▸ **Work to complete**:
A) In the Promscale troubleshooting page, which setting should be increased to resolve the out of shared memory error during a backup or restore?
B) Please output every line of the records as a JSON list of strings, one string per line, omitting blank lines.

▸ **Supplied passage**:
• • • • • • •
Troubleshooting
This section contains some ideas for troubleshooting common problems experienced with Promscale.
Backing up or upgrading Promscale gives an out-of-memory error
Promscale creates a table for each metric. When you run pg_dump
and pg_restore
, they lock each table to work on it. This can require a lot of locks in a single transaction, which can quickly grow higher than the maximum number of locks allowed. If the number of locks required exceeds the number allowed, Promscale gives an out of shared memory
error, and the action is aborted.
To fix this error, increase the max_locks_per_transaction
setting in the PostgreSQL configuration file, so that pg_dump
and pg_restore
can create the required number of locks, and the backup or restore can continue.
important
You need to restart PostgreSQL to pick up changes to the max_locks_per_transaction
parameter.
You can use this query to calculate the new minimum value to use for max_locks_per_transaction
:
WITH max_objects_touched AS (
SELECT 400 + count(*) as max_objects_touched
FROM pg_class
JOIN pg_namespace n ON n.oid = pg_class.relnamespace
WHERE n.nspname <> 'pg_catalog'
AND n.nspname !~ '^pg_toast'
AND n.nspname <> 'information_schema'
),
max_conns AS (
SELECT SUM(setting::INTEGER) as max_conns FROM pg_settings WHERE name IN ('max_connections', 'max_prepared_transactions')
)
SELECT max_objects_touched/max_conns AS max_locks_per_transaction FROM max_objects_touched, max_conns;
Data takes up too much disk space
Promscale keeps metric data in chunks. The most recent chunk is kept uncompressed as a cache for faster querying, and chunks are compressed as they age. If your data is taking up more disk space than expected, compression might not be working correctly. If compression is not working correctly, older chunks might not be getting compressed, and they might be taking up too much room on disk. To check that compression is working correctly, query the prom_info.metric
view and make sure that total_chunks-number_compressed_chunks
is not larger than 2.
If compression is not working correctly, make sure that you have enough background workers to do scheduled jobs like compression and retention. To calculate the number of background workers you require, start with the number of databases you have in your environment, plus 2. If you are using TimescaleDB version 2.0.0 or earlier, make sure that you are running the maintenance cron
jobs, and that they are returning success. When compression is working correctly, your data is being compressed as it ages.
If compression is working properly, then do the following:
- Check you are using the most recent version of Promscale, to ensure you have the latest features.
- Consider reducing the length of time that you retain data for.
- Reduce the chunk interval to 4 hours or 2 hours. This could slow down query performance.
• • • • • • •
Rows from an object pointing dataset:
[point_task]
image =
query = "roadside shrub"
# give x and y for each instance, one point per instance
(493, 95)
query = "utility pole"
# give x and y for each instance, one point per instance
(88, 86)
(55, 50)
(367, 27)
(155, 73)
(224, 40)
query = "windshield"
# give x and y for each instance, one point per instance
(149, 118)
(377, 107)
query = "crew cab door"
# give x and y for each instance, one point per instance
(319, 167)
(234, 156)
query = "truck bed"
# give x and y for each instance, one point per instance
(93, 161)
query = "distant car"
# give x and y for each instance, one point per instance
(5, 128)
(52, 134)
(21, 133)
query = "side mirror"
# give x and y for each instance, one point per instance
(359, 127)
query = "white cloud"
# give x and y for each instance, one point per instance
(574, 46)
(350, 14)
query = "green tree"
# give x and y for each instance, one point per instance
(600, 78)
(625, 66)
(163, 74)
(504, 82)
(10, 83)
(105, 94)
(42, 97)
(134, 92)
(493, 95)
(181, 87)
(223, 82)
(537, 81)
• • • • • • •
▸ **Responses per task**:
A) The max_locks_per_transaction setting in the PostgreSQL configuration file.

B)
[
  "[point_task]",
  "image =",
  "query = \"roadside shrub\"",
  "# give x and y for each instance, one point per instance",
  "(493, 95)",
  "query = \"utility pole\"",
  "# give x and y for each instance, one point per instance",
  "(88, 86)",
  "(55, 50)",
  "(367, 27)",
  "(155, 73)",
  "(224, 40)",
  "query = \"windshield\"",
  "# give x and y for each instance, one point per instance",
  "(149, 118)",
  "(377, 107)",
  "query = \"crew cab door\"",
  "# give x and y for each instance, one point per instance",
  "(319, 167)",
  "(234, 156)",
  "query = \"truck bed\"",
  "# give x and y for each instance, one point per instance",
  "(93, 161)",
  "query = \"distant car\"",
  "# give x and y for each instance, one point per instance",
  "(5, 128)",
  "(52, 134)",
  "(21, 133)",
  "query = \"side mirror\"",
  "# give x and y for each instance, one point per instance",
  "(359, 127)",
  "query = \"white cloud\"",
  "# give x and y for each instance, one point per instance",
  "(574, 46)",
  "(350, 14)",
  "query = \"green tree\"",
  "# give x and y for each instance, one point per instance",
  "(600, 78)",
  "(625, 66)",
  "(163, 74)",
  "(504, 82)",
  "(10, 83)",
  "(105, 94)",
  "(42, 97)",
  "(134, 92)",
  "(493, 95)",
  "(181, 87)",
  "(223, 82)",
  "(537, 81)"
]